EXERCISE OBJECTIVE:
Give back the records below verbatim, please, but without a single image.

------------------------------------------------------------

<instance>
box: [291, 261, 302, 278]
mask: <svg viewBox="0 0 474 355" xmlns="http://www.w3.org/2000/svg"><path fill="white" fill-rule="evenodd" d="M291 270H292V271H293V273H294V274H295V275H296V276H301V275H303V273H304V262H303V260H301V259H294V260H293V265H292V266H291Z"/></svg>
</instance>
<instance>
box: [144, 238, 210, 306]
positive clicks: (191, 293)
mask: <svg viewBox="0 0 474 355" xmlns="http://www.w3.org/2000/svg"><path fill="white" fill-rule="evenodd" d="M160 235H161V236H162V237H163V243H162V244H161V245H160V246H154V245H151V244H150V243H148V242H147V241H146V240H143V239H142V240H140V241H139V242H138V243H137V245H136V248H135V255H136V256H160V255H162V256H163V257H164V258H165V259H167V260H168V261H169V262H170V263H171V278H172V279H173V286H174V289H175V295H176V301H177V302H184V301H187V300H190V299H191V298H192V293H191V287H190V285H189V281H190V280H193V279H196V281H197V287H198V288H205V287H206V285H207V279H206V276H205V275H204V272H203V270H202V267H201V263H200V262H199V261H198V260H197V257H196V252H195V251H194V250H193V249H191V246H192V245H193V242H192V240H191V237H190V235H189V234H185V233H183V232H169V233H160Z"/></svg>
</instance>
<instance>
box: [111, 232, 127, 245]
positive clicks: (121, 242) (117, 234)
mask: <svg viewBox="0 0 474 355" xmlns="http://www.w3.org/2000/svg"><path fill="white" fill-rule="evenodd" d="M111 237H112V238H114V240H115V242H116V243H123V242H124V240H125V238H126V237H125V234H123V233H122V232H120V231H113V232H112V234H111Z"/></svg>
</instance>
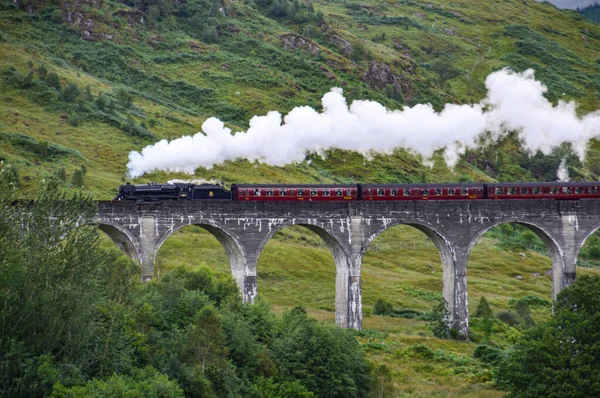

------------------------------------------------------------

REPLY TO THE EXERCISE:
<instance>
box: [291, 261, 302, 278]
mask: <svg viewBox="0 0 474 355" xmlns="http://www.w3.org/2000/svg"><path fill="white" fill-rule="evenodd" d="M291 270H292V271H293V273H294V274H295V275H296V276H301V275H303V273H304V262H303V260H301V259H294V260H293V265H292V266H291Z"/></svg>
</instance>
<instance>
box: [144, 238, 210, 306]
positive clicks: (191, 293)
mask: <svg viewBox="0 0 474 355" xmlns="http://www.w3.org/2000/svg"><path fill="white" fill-rule="evenodd" d="M160 235H161V236H162V237H163V243H162V244H161V245H160V246H154V245H151V244H150V243H148V242H147V241H146V240H143V239H142V240H140V241H139V242H138V243H137V245H136V248H135V255H136V256H160V255H162V256H163V257H164V258H165V259H167V260H168V261H169V262H170V263H171V278H172V279H173V286H174V289H175V295H176V301H177V302H184V301H187V300H190V299H191V298H192V293H191V287H190V285H189V281H190V280H193V279H196V281H197V287H198V288H205V287H206V285H207V279H206V276H205V275H204V272H203V270H202V267H201V263H200V262H199V261H198V260H197V257H196V252H195V251H194V250H193V249H191V246H192V245H193V242H192V240H191V237H190V235H189V234H185V233H183V232H169V233H160Z"/></svg>
</instance>
<instance>
box: [111, 232, 127, 245]
positive clicks: (121, 242) (117, 234)
mask: <svg viewBox="0 0 474 355" xmlns="http://www.w3.org/2000/svg"><path fill="white" fill-rule="evenodd" d="M111 237H112V238H114V240H115V242H116V243H123V242H124V240H125V238H126V237H125V234H123V233H122V232H120V231H113V232H112V234H111Z"/></svg>
</instance>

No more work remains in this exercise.